Do this: Return only the lines starting at the line that contains "For the mapping pass, tag each instance of the gray" and ending with the final line of the listing; include both endpoints.

[Begin]

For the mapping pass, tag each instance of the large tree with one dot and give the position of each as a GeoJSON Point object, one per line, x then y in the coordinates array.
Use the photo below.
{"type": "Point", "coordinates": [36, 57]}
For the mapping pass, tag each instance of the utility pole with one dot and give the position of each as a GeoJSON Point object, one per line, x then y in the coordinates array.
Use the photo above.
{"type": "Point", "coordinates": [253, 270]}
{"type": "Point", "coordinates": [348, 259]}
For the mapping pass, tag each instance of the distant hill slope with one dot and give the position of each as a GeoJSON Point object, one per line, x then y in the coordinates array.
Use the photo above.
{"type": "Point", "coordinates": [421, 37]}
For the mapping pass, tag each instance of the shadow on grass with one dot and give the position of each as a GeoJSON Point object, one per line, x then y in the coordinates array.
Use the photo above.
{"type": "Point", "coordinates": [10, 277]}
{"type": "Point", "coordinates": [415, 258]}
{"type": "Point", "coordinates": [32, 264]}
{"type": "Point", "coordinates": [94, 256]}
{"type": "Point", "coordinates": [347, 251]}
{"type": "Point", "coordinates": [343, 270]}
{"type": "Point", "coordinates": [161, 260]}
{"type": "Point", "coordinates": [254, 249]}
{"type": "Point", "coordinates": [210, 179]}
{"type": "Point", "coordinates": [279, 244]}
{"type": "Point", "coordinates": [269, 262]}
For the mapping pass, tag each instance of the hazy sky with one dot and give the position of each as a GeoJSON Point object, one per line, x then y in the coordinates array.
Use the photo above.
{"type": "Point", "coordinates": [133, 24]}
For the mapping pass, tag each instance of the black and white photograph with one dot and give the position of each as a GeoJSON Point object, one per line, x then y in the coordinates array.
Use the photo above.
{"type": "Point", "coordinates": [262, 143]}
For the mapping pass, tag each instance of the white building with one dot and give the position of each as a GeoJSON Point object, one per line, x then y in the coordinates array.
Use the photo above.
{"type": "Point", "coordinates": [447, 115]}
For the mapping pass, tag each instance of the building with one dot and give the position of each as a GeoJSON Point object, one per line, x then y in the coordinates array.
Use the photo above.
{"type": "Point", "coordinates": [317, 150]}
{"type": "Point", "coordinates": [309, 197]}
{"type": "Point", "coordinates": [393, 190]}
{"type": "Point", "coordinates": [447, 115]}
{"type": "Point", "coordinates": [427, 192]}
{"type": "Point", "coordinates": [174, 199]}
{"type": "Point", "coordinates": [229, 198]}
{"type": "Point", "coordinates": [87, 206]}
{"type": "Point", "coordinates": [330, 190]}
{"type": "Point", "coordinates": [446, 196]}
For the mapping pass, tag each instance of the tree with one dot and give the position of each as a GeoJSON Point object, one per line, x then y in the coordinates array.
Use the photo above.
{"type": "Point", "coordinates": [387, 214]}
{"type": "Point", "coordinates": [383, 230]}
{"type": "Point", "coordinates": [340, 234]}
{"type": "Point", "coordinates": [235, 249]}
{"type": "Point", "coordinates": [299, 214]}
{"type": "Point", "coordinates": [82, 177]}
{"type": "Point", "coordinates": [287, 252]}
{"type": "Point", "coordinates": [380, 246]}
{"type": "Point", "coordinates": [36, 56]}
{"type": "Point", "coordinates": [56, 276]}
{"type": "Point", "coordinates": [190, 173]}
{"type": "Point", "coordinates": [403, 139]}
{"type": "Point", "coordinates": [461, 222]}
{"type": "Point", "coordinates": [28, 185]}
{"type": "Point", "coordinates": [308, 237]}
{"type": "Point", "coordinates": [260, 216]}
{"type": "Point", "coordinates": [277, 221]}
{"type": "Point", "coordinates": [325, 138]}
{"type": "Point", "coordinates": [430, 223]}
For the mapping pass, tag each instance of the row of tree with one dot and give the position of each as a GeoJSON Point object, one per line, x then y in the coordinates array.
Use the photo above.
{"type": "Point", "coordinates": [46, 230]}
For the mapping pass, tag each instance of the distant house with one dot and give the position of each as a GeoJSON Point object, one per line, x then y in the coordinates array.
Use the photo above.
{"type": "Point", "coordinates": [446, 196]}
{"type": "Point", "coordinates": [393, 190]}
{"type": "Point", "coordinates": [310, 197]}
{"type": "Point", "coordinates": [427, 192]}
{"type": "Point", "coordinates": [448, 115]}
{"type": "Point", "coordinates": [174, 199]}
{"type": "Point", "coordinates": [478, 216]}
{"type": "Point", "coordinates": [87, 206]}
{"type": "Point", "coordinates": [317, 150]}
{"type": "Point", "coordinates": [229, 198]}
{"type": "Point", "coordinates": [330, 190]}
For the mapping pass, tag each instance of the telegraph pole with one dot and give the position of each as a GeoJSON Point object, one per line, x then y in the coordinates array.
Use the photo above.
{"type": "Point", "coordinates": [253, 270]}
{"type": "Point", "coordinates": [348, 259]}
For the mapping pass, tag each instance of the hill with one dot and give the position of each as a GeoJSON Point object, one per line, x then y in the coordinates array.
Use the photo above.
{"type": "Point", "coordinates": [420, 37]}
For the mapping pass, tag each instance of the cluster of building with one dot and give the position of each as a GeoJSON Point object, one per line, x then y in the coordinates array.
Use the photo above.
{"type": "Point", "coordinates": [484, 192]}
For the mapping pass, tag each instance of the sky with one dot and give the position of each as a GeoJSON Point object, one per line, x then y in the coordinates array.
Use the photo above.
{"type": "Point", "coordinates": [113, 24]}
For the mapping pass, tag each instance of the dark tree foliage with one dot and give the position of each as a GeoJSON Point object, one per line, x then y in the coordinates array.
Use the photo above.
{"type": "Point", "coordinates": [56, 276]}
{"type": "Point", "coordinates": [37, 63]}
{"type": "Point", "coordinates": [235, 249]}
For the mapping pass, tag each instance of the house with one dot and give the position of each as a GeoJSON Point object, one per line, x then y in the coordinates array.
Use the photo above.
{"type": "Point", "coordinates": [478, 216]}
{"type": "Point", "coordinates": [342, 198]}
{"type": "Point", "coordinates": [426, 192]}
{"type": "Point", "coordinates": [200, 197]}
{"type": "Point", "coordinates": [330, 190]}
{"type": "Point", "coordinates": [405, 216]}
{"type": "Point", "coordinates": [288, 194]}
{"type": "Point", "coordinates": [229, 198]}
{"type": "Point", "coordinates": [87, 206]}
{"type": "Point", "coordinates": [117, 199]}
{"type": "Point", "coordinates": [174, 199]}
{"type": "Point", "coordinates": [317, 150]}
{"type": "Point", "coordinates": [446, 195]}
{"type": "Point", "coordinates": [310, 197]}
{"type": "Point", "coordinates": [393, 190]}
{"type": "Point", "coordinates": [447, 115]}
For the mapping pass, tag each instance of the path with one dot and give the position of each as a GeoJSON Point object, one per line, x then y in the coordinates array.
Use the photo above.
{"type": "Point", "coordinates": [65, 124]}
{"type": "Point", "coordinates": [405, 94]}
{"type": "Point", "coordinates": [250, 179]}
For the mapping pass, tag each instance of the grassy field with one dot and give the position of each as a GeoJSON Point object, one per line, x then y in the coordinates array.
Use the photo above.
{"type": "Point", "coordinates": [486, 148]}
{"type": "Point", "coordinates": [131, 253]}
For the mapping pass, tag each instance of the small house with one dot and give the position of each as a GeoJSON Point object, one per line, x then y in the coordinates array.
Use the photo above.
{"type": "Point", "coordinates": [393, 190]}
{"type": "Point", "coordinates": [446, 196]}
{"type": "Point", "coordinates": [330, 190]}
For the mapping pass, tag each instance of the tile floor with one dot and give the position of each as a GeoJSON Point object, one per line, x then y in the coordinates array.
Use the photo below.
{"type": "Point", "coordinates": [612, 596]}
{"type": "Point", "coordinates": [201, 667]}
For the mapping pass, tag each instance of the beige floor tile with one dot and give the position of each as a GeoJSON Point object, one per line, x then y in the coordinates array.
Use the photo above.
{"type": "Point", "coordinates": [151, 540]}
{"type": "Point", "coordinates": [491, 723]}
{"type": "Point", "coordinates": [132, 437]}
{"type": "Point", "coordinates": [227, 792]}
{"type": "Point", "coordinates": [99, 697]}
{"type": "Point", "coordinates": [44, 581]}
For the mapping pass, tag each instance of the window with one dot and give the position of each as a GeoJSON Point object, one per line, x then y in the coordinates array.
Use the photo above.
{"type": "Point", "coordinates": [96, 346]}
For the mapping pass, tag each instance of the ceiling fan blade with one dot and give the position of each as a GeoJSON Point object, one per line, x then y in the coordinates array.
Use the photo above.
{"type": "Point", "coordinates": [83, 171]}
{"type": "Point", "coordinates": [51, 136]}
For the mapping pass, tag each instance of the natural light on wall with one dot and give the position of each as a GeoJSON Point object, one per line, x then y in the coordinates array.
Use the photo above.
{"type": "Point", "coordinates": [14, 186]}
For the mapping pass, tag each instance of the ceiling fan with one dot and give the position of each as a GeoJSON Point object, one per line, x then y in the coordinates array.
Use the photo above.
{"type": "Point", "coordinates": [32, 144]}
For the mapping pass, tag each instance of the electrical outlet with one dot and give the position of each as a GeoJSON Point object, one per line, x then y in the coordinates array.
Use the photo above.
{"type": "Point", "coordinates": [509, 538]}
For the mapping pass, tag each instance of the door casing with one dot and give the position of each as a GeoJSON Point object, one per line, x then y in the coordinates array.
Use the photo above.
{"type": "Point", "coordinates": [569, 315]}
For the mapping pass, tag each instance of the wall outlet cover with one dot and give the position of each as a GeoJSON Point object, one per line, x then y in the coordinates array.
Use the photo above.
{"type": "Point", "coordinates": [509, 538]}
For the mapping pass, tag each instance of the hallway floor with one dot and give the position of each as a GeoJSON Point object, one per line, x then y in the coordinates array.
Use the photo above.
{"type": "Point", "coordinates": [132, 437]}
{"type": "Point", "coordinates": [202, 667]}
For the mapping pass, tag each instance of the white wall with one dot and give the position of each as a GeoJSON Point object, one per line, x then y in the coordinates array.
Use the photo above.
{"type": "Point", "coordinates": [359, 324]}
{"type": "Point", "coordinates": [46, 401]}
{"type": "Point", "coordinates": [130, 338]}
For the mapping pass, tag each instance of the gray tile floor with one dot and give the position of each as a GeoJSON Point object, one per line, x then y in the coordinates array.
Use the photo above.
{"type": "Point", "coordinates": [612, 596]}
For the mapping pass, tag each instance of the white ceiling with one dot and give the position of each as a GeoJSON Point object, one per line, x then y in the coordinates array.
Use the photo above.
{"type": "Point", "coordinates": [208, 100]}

[End]

Solution below:
For the mapping pass, tag each instance of the gray tile floor with one dot and give the position of each as a GeoJSON Point object, one per line, x then y in the coordinates array.
Use the photo above.
{"type": "Point", "coordinates": [612, 596]}
For the mapping pass, tag each instance of the white ceiling with one dot and give the position of each as a GeoJSON Point object, one per line, x then y in the coordinates array.
Use the photo above.
{"type": "Point", "coordinates": [208, 100]}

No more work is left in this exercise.